*LIST OF TASKS:*
A) Answer these questions about the devotional passage on the hound of Heaven:
(i) What did Jesus come to be when we find ourselves at the bottom of our lowest rung?
(ii) Which author is quoted in the passage?
(iii) What might our runaway place very well be?
B) Can you carry on the devotional passage about the hound of Heaven, picking up after its last sentence?

*ARTICLE:*
....................

It was the hound of Heaven that made the insecure, secure.
The assurance that we really aren’t alone even when we feel most lonely.
That we never need to wrangle God’s hands or people’s hearts to make life work.
We never need to fall apart or beg hard to make success happens.
That when we find ourselves wrung at the bottom of our lowest rung, Jesus came to be our very own ladder.
That Jesus, the bridge that links us back from earth towards heaven, fills our gaps and lacks and flaws and crosses us over from our dire poverty into His abundant provision.
That Jesus brings us into the favour of God’s acceptance and forgiveness, protection and promotion.
That we are safe when we are connected to His heart.
That He changes us from where we are today to where we need to be tomorrow when we are resting ourselves upon His very self.
We can see right through it: roughly there in the rough, sketchy patches of all of our lives: how the dismissed, the disdained and the discouraged can step right on and step right up, and be met with the Father who gives His own Son so we can all come safely home.
That we can run from our losses in life, but we’ll never outrun the Lover of our lives.
That even with no solace from human friendships, God offers His shelter in our every storm.
“He pursues us until we finally see Him as our Father, even if it takes all the days of our lives” (Max Lucado).
Until we see Him as our Father…until we realise that He is all the connection we’ll ever need.
That sometimes in a year, where you may have been sobbing in hidden sorrow, where the work of your hands eventuate into nothingness, we the fugitive can cease our fleeing and take our chances to rest upon a stone.
Because our runaway place might very well be our revelation path.

....................

*DATASET EXCERPT:*
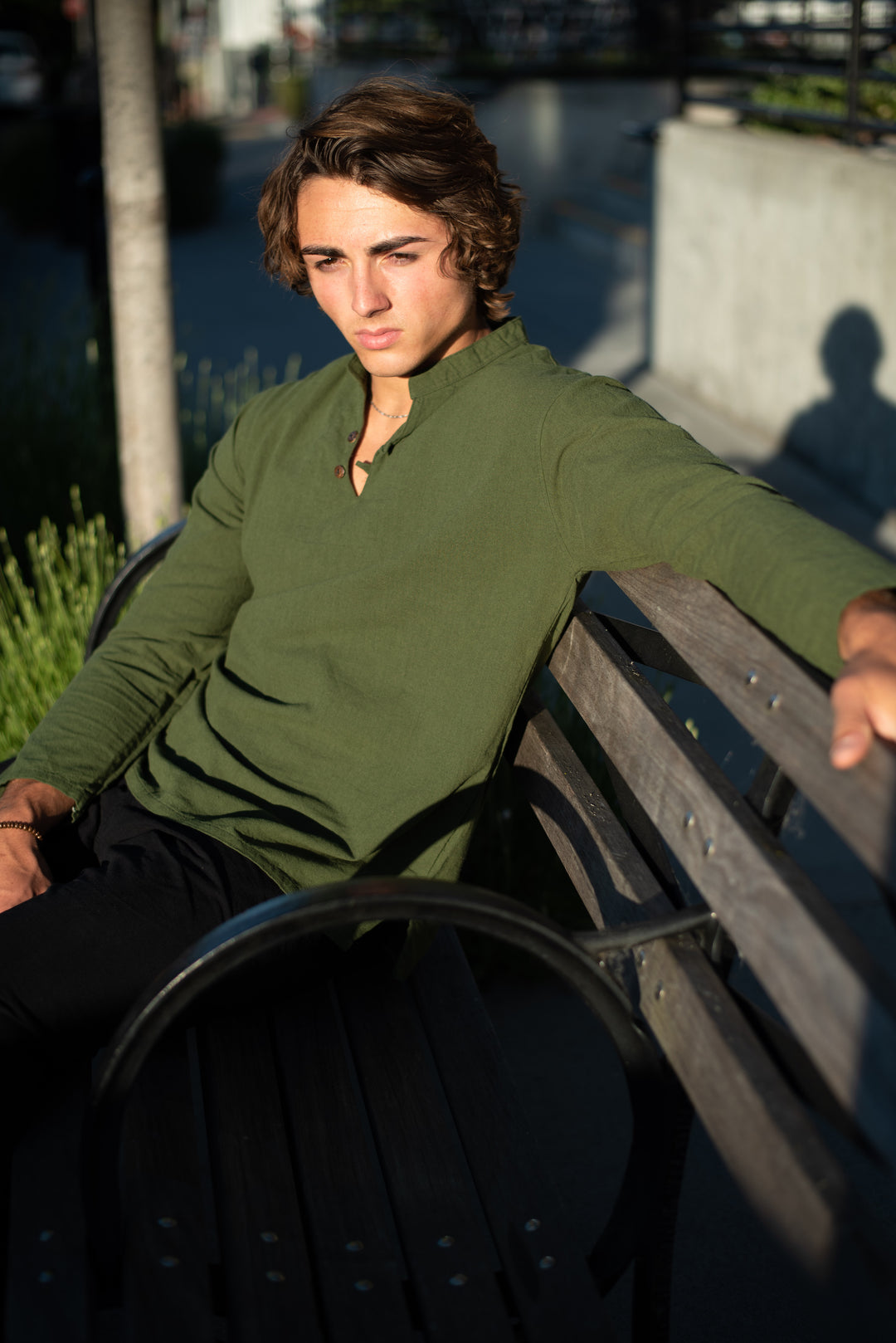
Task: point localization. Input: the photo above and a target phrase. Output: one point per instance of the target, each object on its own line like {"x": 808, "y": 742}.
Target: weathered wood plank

....................

*OUTPUTS IN ORDER:*
A)
(i) Our very own ladder.
(ii) Max Lucado.
(iii) Our revelation path.

B)
“Then Jacob awoke from his sleep and said, “Surely the Lord is in this place, and I did not know it.” And he was afraid and said, “How awesome is this place! This is none other than the house of God, and this is the gate of heaven.”
That there is a way up above even when you’re way down below.
Because this is the truth:
You may have lost your greater connection, but you’ll never lose the greatest connector of life and death – He who loves you enough to come for you.
You may feel like your failures are haunting you, but His grace is more than enough to hover over you.
That you can feel with your faith what you can’t see with your eyes, this tapestry of His love connecting you into and around His plan.
You may feel like your heart’s bankrupted and your trust bank busted on, but there’s One whose promise will never break, whose life was poured out so we the fragmented can be regathered.
That yes, there might be broken ladders in life —but here’s a Ladder that’s come for you, that holds you in all your falling, and failing and flailing places, so you never need to look around, never need to be in dismay, never need to live in terror…
Because you are precious, and He wants you.
And He chooses to be your very own ladder in life.